Описание задания :: Перепишите фрагмент воспоминаний о Довлатове начиная со слов «Мне кажется, для» и до слов «правило, выбирали крутые.» включительно, заменив «Достоевский» на «Толстой».

Исходный фрагмент ::
══════════
Довлатова рядом с ней не было (не помню – «еще» или «уже»), и мы стали с ней пересекаться, состязаясь в остроумии, в самых знаменитых тогда местах – в «Восточном», «Европейской», «Астории». Несколько раз компания вокруг нас вдруг рассеивалась, и я ее провожал до родительского дома – на Четвертой, кажется, Советской… и ни разу рядом с этой роскошной и известной женщиной не возникло у меня желания как-то приласкаться, прильнуть (хотя вообще-то такие наклонности у меня были)… или даже что-то такое нежное сказать. Понимал – сразу напорешься на насмешку. И дружески простившись с ней, бежал, помню, к одной знакомой портнихе, с которой, надо признаться, никогда не бывал в обществе, но она замечательно годилась в темноте… а для показухи – была Ася.
Мне кажется, для того же она была нужна и Довлатову.
… Были действительно судьбоносные женитьбы – к примеру, Достоевский и Анна Григорьевна, столько сделавшая для него. Но Достоевский уже был гигант – и жена подобралась вровень. И в тюрьме он, кстати, уже посидел. А мы по молодости женились поспешно. «Побудем теперь вот под этой крышей, пока… пока не напишем что-то настоящее. Хоть к какому-то берегу притулимся». Но «берега», как правило, выбирали крутые.
Послушаем саму Асю – отрывок из мемуаров с насквозь литературным, как водится, заглавием «Когда случалось петь С.Д. и мне»:
«Будучи человеком застенчивым, с оттенком заносчивости, к концу третьего семестра в Ленинградском университете, то есть к декабрю 1959 года, я не завела ни одного знакомства, исключая, пожалуй, некий визуальный образ гиганта, идущего вверх по лестнице вестибюля университета… Вероятно, картина так засела в моем воображении, что когда я услышала вопрос, адресованный явно мне: “Девушка, вам не нужен фокстерьер честных кровей?” – и увидела Сережино участливое лицо, я охотно и поспешно откликнулась:
– Фокстерьер у меня уже есть, а вот в трех рублях сильно нуждаюсь».
Так и вижу их сейчас, какими они были тогда: красивыми, умными, азартными, самоуверенными, с неясными еще мечтами о непременно яркой судьбе. И у них – сбылось. Но у каждого по отдельности. Начался их поединок – на всю жизнь. И вы, наверное, сразу почувствовали, что фокстерьер и три рубля тут абсолютно ни при чем, главное – выигрышная поза и блестяще построенная фраза. Это «фехтование» и было их основным занятием, упражнением в совершенстве, доказательством своего превосходства перед другим. Но хорошая ли это основа для женитьбы?
══════════
Данные ::
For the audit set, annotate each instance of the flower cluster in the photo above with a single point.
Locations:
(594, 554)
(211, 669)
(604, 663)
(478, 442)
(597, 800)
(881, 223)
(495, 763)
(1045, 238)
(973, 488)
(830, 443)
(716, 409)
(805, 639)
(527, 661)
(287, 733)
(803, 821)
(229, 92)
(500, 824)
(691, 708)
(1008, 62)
══════════
Результат задания ::
Мне кажется, для того же она была нужна и Довлатову.
… Были действительно судьбоносные женитьбы – к примеру, Толстой и Анна Григорьевна, столько сделавшая для него. Но Толстой уже был гигант – и жена подобралась вровень. И в тюрьме он, кстати, уже посидел. А мы по молодости женились поспешно. «Побудем теперь вот под этой крышей, пока… пока не напишем что-то настоящее. Хоть к какому-то берегу притулимся». Но «берега», как правило, выбирали крутые.